* Problem description
Please pick out and copy every line of the records below that holds the word "woman".

* Data in this exercise
____________

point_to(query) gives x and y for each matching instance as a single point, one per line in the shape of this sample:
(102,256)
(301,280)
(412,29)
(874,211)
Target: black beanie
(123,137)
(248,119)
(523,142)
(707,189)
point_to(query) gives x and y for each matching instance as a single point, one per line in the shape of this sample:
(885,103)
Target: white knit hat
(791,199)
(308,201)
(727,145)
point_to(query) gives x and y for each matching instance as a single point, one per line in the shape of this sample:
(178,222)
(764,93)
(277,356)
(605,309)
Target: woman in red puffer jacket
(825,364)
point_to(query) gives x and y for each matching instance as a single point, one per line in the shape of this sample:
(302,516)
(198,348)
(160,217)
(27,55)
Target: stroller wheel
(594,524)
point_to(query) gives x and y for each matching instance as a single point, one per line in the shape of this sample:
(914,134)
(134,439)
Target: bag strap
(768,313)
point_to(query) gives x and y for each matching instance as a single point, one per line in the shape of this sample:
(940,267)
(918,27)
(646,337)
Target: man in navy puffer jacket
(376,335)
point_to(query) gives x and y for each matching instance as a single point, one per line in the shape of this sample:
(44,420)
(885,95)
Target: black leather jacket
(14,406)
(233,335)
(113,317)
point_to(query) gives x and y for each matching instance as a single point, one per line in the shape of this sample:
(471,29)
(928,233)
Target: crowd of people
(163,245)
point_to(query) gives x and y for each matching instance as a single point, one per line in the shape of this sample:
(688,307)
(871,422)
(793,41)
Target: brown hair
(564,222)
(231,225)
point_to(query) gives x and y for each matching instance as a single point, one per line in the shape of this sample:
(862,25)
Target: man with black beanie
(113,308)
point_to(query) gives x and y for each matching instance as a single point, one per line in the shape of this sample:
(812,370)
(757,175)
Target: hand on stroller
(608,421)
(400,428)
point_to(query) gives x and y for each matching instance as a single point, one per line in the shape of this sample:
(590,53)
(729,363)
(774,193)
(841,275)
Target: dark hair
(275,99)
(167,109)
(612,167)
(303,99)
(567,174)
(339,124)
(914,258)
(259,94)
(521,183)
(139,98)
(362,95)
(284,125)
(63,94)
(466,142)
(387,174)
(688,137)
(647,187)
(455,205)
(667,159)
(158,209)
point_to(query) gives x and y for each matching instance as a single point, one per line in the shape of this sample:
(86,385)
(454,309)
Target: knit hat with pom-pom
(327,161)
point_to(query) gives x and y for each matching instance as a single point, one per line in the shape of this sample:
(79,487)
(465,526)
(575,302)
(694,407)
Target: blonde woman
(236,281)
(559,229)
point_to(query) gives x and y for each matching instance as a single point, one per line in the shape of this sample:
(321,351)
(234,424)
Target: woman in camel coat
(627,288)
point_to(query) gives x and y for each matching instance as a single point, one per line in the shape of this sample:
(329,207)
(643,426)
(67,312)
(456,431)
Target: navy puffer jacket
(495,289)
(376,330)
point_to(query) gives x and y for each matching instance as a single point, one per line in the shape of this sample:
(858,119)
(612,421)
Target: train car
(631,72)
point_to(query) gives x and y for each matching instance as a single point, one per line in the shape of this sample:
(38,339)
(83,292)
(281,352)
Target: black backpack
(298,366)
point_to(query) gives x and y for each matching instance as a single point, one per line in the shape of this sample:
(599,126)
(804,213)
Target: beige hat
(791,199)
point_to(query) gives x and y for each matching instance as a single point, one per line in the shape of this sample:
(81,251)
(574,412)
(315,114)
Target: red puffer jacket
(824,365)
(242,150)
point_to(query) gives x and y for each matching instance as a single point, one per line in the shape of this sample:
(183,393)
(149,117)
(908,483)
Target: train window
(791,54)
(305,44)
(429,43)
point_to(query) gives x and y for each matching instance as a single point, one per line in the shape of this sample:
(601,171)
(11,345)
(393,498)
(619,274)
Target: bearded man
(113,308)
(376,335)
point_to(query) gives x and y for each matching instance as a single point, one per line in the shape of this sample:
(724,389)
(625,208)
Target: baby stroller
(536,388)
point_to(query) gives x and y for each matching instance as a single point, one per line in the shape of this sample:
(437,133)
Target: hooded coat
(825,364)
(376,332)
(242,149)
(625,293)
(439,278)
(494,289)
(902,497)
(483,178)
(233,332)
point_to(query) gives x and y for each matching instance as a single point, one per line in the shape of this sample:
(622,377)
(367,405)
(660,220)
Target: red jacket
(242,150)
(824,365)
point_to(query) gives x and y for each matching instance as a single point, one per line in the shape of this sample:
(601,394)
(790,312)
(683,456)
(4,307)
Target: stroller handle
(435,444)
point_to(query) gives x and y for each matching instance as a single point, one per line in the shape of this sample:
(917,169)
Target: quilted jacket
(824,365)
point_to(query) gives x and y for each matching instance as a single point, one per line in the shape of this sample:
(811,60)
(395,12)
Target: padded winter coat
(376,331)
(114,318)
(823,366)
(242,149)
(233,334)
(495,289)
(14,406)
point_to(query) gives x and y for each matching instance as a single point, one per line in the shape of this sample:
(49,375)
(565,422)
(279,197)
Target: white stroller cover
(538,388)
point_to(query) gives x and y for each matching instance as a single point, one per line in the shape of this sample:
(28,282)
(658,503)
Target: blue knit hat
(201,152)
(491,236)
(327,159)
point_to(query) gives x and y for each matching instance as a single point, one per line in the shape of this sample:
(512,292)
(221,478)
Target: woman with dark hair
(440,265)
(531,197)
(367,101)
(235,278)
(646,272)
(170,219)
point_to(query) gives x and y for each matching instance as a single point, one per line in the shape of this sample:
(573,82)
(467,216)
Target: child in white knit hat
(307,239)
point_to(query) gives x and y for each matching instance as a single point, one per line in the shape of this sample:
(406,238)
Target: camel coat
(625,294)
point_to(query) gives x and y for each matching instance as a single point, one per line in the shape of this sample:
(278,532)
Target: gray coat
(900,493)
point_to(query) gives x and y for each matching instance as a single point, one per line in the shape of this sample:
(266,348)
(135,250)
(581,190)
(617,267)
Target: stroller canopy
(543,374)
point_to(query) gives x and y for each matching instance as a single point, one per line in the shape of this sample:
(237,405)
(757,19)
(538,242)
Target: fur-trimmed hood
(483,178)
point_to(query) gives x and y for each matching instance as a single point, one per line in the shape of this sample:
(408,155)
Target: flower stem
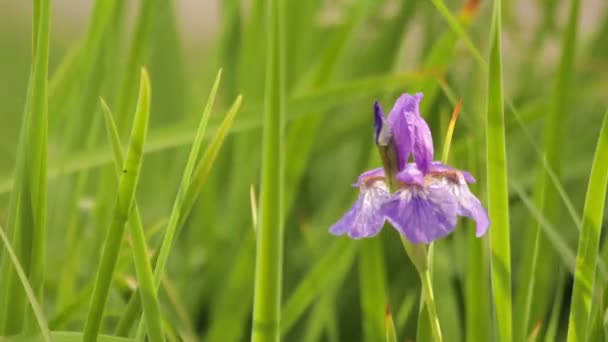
(419,257)
(429,299)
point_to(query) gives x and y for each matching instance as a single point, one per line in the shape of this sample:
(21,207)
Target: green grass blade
(389,326)
(456,26)
(145,277)
(39,135)
(498,192)
(269,242)
(200,176)
(124,204)
(589,239)
(556,310)
(27,212)
(532,299)
(174,218)
(181,197)
(135,57)
(63,336)
(328,271)
(372,289)
(40,319)
(179,135)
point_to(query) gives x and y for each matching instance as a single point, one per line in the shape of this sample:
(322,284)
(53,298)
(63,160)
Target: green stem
(269,247)
(429,299)
(419,257)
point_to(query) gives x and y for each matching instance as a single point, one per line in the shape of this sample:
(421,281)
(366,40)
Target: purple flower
(427,196)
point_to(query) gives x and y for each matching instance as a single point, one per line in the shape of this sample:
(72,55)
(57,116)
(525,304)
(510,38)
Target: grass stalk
(589,240)
(269,247)
(145,277)
(498,194)
(123,207)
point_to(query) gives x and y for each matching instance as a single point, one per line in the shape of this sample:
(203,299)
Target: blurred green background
(341,55)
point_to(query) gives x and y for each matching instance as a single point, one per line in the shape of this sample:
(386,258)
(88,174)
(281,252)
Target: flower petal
(422,139)
(369,175)
(365,218)
(422,214)
(411,132)
(438,167)
(469,205)
(410,174)
(401,130)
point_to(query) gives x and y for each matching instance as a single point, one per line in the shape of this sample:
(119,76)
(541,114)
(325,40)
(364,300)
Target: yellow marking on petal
(450,132)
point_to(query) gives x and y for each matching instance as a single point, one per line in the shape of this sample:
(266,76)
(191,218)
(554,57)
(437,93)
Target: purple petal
(422,214)
(469,205)
(422,139)
(378,120)
(369,175)
(411,132)
(440,168)
(365,218)
(410,174)
(401,130)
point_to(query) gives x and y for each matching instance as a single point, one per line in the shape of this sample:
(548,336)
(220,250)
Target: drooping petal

____________

* Full response
Target: woman in red puffer jacket
Target: blonde woman
Target: woman in camel coat
Target: woman with dark hair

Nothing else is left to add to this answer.